◆ WHAT YOU NEED TO DO ◆
A: Can you edit the Michigan doctor article by giving the stretch from "A Michigan doctor" through "on administrative leave." again with "surgeries" replaced by "procedures"?
B: In the Michigan doctor article, what reason did one alleged victim say she and another girl were given for coming to Detroit and for having to see the doctors?

◆ TEXT SHOWN ◆

A Michigan doctor has been accused of performing female genital mutilation surgery on multiple girls, some as young as six years old.
Dr. Jumana Nagarwala, 44, was arrested Wednesday for allegedly performing the procedure on multiple young girls over the past 12 years. Nagarwala, an emergency room clinic physician at the Henry Ford Hospital in Detroit, allegedly carried out the surgeries at a clinic in a nearby suburb, prosecutors said. Nagarwala’s attorney did not immediately respond to request for comment.
“The alleged criminal activity did not occur at any Henry Ford facility. We would never support or condone anything related to this practice,” hospital spokesperson David Olejarz told The Daily Beast in a statement. Olejarz confirmed that Nagarwala has been placed on administrative leave.
The FBI and Department of Homeland Security’s investigations unit received a tip that Nagarwala was performing the surgeries at a clinic in Livonia, about a 20-minute drive from the hospital where she works. Nagarwala’s case is believed to be the first under the 1996 federal law that criminalizes FGM.
FGM, also known as female circumcision, is a practice that intentionally alters or removes the external female genitalia for non-medical reasons. The practice “reflects deep-rooted inequality between the sexes,” according to the World Health Organization, and is a “violation of the rights of girls and women.” Despite prevention efforts, the practice endures in some parts of Africa, Asia, and the Middle East, especially in rural communities.
Last year, the Centers for Disease Control and Prevention estimated that, as of 2012, more than 500,000 women and girls in the United States have already undergone the procedure or are at risk of being subjected to it in the future. That number is more than triple the agency’s 1990 estimate.
According to the criminal complaint, at least two seven-year-old girls were allegedly brought to Nagarwala’s clinic from out of state to undergo to the procedure. One of the alleged victims told investigators that she and another girl were brought to Detroit for a “special” girls’ trip and that they had to go to the doctors because their “tummies hurt.”
The first girl told investigators that she took off her pants and underwear and laid on an examining table, where she was “pinched” by Nagarwala on the “place [where] she goes pee.”
The second girl described a similar situation, telling investigators that she went to a doctor’s office in Detroit, took off her pants and underwear, and was placed on an operating table where she “got a shot” on her upper right thigh. After the procedure, she said, she felt pain down to her ankle and could barely walk, but Nagarwala allegedly told her she was fine.
Both girls’ parents told them they couldn’t tell anyone about the procedure. Both identified an unmarked photo of Nagarwala and said she was the doctor who they met in Detroit.
Doctors in Minnesota examined both of the girls and determined that their genitals were “not normal in appearance.” Both girls had indications of tears, scar tissue, or lacerations.
According to the criminal complaint, the same girl who reported difficulty walking after the procedure told investigators she left one of her winter gloves in Nagarwala’s office. On April 10, FBI agents found a child’s glove in the clinic with the victim’s name written on it. The girl’s parents later confirmed to investigators that they took their daughter to Nagarwala’s clinic for a “‘cleansing’ of extra skin.”
Nagarwala initially denied performing the procedures on those two girls or any other children and told investigators she is aware FGM is illegal in the U.S., according to the criminal complaint. She is being charged with female genital mutilation, transportation with intent to engage in criminal sexual activity, and making a false statement to a federal officer. The FGM charge carries a maximum of five years in prison.
“According to the complaint, despite her oath to care for her patients, Dr. Nagarwala is alleged to have performed horrifying acts of brutality on the most vulnerable victims,” Acting Assistant Attorney General Kenneth Blanco said in a statement.

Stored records
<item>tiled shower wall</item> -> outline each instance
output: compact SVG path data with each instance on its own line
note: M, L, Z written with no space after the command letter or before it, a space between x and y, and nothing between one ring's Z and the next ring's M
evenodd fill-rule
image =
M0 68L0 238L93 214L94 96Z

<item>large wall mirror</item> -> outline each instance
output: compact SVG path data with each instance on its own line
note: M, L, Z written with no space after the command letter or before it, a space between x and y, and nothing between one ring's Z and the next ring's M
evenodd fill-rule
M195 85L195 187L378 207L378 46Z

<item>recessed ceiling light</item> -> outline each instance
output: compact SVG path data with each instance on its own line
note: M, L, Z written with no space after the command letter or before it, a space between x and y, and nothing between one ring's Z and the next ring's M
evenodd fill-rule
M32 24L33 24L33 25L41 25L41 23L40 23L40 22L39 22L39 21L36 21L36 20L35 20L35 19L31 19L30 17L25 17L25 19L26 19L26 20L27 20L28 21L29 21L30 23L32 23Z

◆ ANSWER SET ◆
A:
A Michigan doctor has been accused of performing female genital mutilation surgery on multiple girls, some as young as six years old.
Dr. Jumana Nagarwala, 44, was arrested Wednesday for allegedly performing the procedure on multiple young girls over the past 12 years. Nagarwala, an emergency room clinic physician at the Henry Ford Hospital in Detroit, allegedly carried out the procedures at a clinic in a nearby suburb, prosecutors said. Nagarwala’s attorney did not immediately respond to request for comment.
“The alleged criminal activity did not occur at any Henry Ford facility. We would never support or condone anything related to this practice,” hospital spokesperson David Olejarz told The Daily Beast in a statement. Olejarz confirmed that Nagarwala has been placed on administrative leave.

B: She told investigators they were brought to Detroit for a "special" girls' trip. They had to go to the doctors because their "tummies hurt."